+++ PAGE TEXT +++

Three recent coroners’ Prevention of Future Deaths reports on St. Andrews Healthcare Ltd

By Dr Minh Alexander retired consultant psychiatrist 18 February 2026

This is a very brief note for anyone interested in the ever-deepening crisis affecting highly vulnerable patients and their families, who are forced to rely on one of the largest providers of private secure mental healthcare purchased by the NHS.

It is clear that St. Andrew’s Healthcare’s governance has been deplorable, and combined with ineffective regulation, this has allowed systemically abusive practices to flourish. It all now culminates in a substantial police investigation that has led to arrests for wilful neglect and ill-treatment, assault, rape, and manslaughter

Some of the incidents which have led to these arrests were captured on CCTV.

Many, many questions arise about why staff felt comfortable to abuse patients on camera.

Much of what went wrong is still hidden, and sadly I think much will remain secret and hidden.

+++

■ **ACTIONS TO TAKE**
- a) In the note on St. Andrew's Healthcare, what allowed systemically abusive practices to flourish? Answer in one to three sentences.
- b) Extend the note on St. Andrew's Healthcare with a few sentences that pick up after its last sentence.
The rows that follow come from a different source.

+++ INFORMATION GIVEN +++

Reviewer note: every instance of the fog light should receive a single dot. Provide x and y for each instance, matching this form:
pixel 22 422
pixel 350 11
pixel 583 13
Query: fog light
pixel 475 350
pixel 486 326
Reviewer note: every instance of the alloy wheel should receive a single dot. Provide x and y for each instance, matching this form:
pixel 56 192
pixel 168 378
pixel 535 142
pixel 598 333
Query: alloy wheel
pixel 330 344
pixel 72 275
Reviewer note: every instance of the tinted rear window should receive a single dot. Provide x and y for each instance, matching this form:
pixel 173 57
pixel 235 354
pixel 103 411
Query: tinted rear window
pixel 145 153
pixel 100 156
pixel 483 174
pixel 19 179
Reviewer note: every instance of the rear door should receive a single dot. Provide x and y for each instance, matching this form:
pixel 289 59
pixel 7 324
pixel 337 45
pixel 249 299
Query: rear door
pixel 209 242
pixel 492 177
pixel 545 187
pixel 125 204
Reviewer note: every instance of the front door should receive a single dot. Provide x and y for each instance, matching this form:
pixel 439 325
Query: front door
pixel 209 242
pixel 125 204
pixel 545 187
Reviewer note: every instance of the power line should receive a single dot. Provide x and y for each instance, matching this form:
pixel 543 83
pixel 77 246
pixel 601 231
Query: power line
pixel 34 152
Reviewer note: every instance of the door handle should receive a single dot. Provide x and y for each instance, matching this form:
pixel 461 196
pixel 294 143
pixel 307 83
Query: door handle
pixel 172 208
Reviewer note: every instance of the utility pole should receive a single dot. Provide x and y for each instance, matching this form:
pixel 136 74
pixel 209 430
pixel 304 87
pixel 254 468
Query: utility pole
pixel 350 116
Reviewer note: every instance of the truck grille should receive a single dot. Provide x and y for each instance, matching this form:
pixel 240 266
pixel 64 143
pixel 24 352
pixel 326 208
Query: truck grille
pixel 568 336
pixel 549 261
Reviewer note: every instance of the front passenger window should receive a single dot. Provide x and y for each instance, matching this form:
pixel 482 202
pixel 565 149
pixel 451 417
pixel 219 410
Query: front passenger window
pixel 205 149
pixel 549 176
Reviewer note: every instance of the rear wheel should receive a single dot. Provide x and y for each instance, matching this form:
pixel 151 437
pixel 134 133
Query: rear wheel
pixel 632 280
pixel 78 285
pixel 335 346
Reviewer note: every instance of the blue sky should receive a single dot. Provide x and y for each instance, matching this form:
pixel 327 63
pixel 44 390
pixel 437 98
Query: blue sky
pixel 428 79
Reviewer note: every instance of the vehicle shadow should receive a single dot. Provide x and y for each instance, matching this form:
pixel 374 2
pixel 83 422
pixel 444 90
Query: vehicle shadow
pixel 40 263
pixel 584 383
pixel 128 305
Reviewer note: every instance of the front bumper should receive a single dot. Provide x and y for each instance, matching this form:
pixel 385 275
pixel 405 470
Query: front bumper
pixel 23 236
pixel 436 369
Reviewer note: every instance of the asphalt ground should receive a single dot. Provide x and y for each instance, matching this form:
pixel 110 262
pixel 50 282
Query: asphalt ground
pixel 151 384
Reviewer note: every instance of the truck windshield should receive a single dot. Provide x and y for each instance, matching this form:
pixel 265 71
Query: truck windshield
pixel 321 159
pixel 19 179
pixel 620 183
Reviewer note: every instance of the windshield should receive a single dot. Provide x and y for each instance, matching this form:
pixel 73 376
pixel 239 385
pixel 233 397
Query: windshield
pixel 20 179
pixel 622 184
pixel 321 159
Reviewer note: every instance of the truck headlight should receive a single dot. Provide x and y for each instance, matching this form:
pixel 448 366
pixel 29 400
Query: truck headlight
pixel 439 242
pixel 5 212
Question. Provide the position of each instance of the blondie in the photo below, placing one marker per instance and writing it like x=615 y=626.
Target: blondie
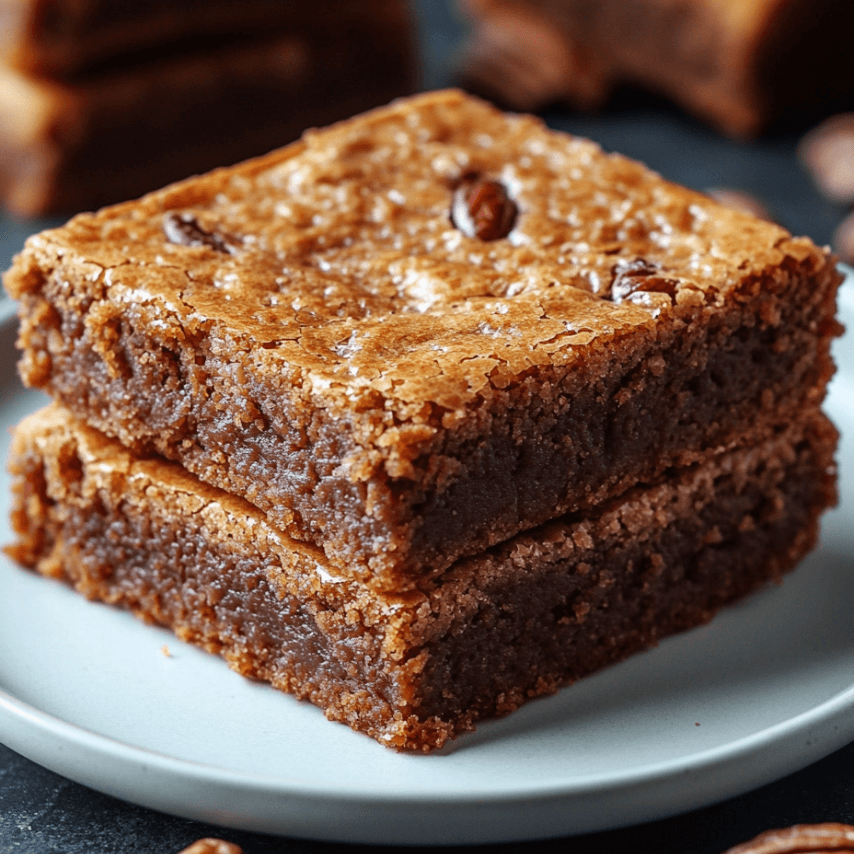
x=322 y=331
x=416 y=667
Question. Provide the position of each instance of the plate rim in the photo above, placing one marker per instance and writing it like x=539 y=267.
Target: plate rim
x=510 y=812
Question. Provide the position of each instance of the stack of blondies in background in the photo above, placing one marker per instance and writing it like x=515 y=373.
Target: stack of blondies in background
x=101 y=101
x=429 y=413
x=740 y=65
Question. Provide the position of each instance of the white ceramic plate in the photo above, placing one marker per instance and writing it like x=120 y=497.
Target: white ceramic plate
x=764 y=690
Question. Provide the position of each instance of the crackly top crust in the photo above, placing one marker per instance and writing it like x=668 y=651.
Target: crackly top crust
x=339 y=259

+++

■ **ANSWERS**
- a) The note says that St. Andrew's Healthcare's governance was deplorable. That poor governance, together with ineffective regulation, allowed systemically abusive practices to flourish.

- b)
But examining three coroners’ warning reports published in 2023 on St. Andrews Healthcare facilities shows some of the neglectful practices. These reports are only issued exceptionally when there are serious risks:

Jason Bayley died of constipation, a known side effect of his psychiatric medication. He is not the first St Andrew’s patient to have died in these circumstances. An alarm was raised years ago by the Healthwatch Chair with NHS England’s CEO after four St. Andrews patients died in similar circumstances and NHSE seemed reluctant to act robustly. St Andrews was, and still is, a powerful and well-connected institution, based in a county with reportedly the highest concentration of landed gentry. The fact that two of these previous deaths were not subject to inquest, that one was ruled a natural death and failure by the Care Quality Commission to investigate all raised eyebrows: Call for inquiry into deaths of four men at psychiatric hospital. The failure by St. Andrews to learn and the horrendous repetition in the death of Jason Bayley speaks volumes, but responsibility must surely be shared by the regulators.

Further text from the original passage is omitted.